### WHAT THE TASK ASKS
Return the whole listing exactly as it stands.

### ENTRIES SUPPLIED
==*==

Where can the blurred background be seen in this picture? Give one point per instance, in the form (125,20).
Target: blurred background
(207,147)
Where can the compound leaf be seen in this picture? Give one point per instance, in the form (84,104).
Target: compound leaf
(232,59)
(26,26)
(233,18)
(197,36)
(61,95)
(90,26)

==*==

### RESPONSE BELOW
Where can the blurred background be seen in this picture? Give one point per instance, in the form (125,20).
Target: blurred background
(207,147)
Where can the compound leaf be seen in this picture? Give one point per instance, in the form (84,104).
Target: compound leaf
(232,59)
(26,26)
(233,18)
(197,36)
(61,95)
(90,26)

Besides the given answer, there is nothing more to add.